### What the task asks:
A verbatim copy of every entry is required. Produce it now.

(Natural-language object grounding data)
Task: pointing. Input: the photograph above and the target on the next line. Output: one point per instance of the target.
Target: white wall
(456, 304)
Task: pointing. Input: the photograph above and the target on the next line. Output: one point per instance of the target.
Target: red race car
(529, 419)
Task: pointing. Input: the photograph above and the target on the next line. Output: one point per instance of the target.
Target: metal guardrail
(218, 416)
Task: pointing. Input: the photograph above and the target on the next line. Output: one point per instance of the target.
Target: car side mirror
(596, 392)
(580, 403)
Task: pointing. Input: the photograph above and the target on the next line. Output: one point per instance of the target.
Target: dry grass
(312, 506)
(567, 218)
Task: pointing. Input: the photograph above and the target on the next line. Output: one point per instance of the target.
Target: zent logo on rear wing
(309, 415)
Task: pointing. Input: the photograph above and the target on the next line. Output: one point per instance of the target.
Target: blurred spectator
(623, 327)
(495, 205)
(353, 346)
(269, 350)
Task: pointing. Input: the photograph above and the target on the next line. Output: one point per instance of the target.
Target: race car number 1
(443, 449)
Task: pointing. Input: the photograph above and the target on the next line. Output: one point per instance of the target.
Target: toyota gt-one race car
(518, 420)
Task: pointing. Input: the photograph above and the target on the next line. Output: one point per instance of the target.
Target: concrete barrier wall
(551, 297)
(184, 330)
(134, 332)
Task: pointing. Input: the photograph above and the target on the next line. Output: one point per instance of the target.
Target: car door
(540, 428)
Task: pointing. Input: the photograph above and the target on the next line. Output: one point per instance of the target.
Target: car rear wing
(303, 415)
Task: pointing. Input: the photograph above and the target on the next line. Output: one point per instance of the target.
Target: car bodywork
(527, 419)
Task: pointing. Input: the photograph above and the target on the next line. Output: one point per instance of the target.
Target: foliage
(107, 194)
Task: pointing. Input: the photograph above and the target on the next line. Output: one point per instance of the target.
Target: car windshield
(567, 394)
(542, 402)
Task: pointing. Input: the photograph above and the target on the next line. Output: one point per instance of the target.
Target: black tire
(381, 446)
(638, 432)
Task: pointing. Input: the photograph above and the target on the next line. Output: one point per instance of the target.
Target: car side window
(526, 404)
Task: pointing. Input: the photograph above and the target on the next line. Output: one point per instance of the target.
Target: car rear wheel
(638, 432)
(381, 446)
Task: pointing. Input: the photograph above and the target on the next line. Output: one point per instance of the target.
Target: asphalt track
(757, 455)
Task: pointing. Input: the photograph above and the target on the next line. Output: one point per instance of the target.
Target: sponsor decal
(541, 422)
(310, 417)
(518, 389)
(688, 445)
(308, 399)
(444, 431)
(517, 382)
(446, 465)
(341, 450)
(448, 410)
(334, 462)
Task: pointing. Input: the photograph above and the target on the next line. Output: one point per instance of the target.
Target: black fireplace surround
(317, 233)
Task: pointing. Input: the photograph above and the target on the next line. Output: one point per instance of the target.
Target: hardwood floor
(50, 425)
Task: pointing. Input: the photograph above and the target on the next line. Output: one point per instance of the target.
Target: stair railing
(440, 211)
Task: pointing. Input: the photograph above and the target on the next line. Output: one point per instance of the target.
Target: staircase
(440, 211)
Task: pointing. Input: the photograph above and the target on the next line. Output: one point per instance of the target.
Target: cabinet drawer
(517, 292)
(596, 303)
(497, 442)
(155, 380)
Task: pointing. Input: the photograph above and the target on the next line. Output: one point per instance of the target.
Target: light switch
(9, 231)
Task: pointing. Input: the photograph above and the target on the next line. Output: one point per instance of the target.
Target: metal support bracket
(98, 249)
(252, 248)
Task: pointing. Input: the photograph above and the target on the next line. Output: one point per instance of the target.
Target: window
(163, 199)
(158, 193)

### Finished task:
Task: pointing. Input: the photograph above and the target on the next line. Output: one point per instance of the target.
Target: white wall
(456, 304)
Task: pointing. Input: the photograph above and the target on the next line. Output: one point per instance of the target.
Target: red race car
(529, 419)
Task: pointing. Input: the photograph above and the target on the next line. Output: one point per instance of the target.
Target: metal guardrail
(218, 416)
Task: pointing. Input: the photograph above and the target on the next line. Output: one point per instance of the target.
Target: car side mirror
(596, 392)
(580, 403)
Task: pointing. Input: the photograph above and the target on the next line. Output: one point per instance of the target.
Target: dry grass
(312, 506)
(567, 218)
Task: pointing. Input: the photograph above and the target on the next line. Output: one point per instance of the target.
Target: zent logo on rear wing
(309, 415)
Task: pointing. Input: the photograph above and the target on the next line. Output: one point per instance of the target.
Target: blurred spectator
(623, 327)
(495, 205)
(353, 346)
(269, 350)
Task: pointing. Input: the photograph above and the target on the next line. Output: one point per instance of the target.
Target: race car number 1
(443, 449)
Task: pointing. Input: the photograph above and the target on the next line. Output: one point per instance of the target.
Target: toyota gt-one race car
(518, 420)
Task: pointing. Input: the photograph above and the target on the next line. Output: one point per instance of the target.
Target: concrete barrier wall
(551, 297)
(184, 330)
(134, 332)
Task: pointing. Input: the photograph above and the target on the next line. Output: one point per instance of the target.
Target: car door
(540, 428)
Task: pointing. Input: the photograph above and the target on the next line. Output: one point per instance of the target.
Target: car rear wing
(303, 415)
Task: pointing. Input: the photograph above and the target on the next line. Output: one point per instance of the target.
Target: car bodywork
(527, 419)
Task: pointing. Input: the photograph above and the target on the next line. Output: one point per instance of the target.
Target: foliage
(107, 194)
Task: pointing. Input: the photograph above and the target on the next line. Output: one point per instance of the target.
Target: car windshield
(567, 394)
(542, 402)
Task: pointing. Input: the photograph above and the target on the next line. Output: one point per instance of the target.
Target: black tire
(381, 446)
(638, 432)
Task: pointing. Input: the photograph above and the target on the next line. Output: one point per instance of the target.
Target: car side window
(526, 404)
Task: pointing. Input: the photograph above and the target on the next line. Output: one point per instance of the target.
Target: car rear wheel
(638, 432)
(381, 446)
Task: pointing. Input: the photograph above and the target on the next line. Output: one point per instance of the target.
Target: asphalt track
(757, 455)
Task: pointing. Input: the photograph above and the target on the next line. Output: one point per instance of the target.
Target: sponsor decal
(541, 422)
(310, 417)
(518, 389)
(688, 445)
(308, 399)
(444, 431)
(517, 382)
(446, 465)
(341, 450)
(448, 410)
(334, 462)
Task: pointing. Input: the photograph above and the target on the next line. Output: one point per instance of the target.
Target: black fireplace surround
(317, 233)
Task: pointing. Input: the photograph above and the target on the next line. Output: one point per instance of the target.
Target: hardwood floor
(50, 425)
Task: pointing. Input: the photograph above and the target on the next line. Output: one point per instance of the target.
Target: stair railing
(440, 211)
Task: pointing. Input: the photograph above and the target on the next line. Output: one point per instance of the target.
Target: staircase
(440, 211)
Task: pointing. Input: the photograph above and the target on the next line. Output: one point per instance of the target.
Target: cabinet drawer
(517, 292)
(596, 303)
(497, 442)
(155, 380)
Task: pointing. Input: the photograph above and the target on the next line. Output: one point per instance of the target.
Target: light switch
(9, 231)
Task: pointing. Input: the photograph above and the target on the next line. Output: one point per instance of the target.
Target: metal support bracket
(98, 249)
(252, 248)
Task: pointing. Input: the photograph above and the target on the next line. Output: one point per instance of the target.
Target: window
(163, 199)
(158, 193)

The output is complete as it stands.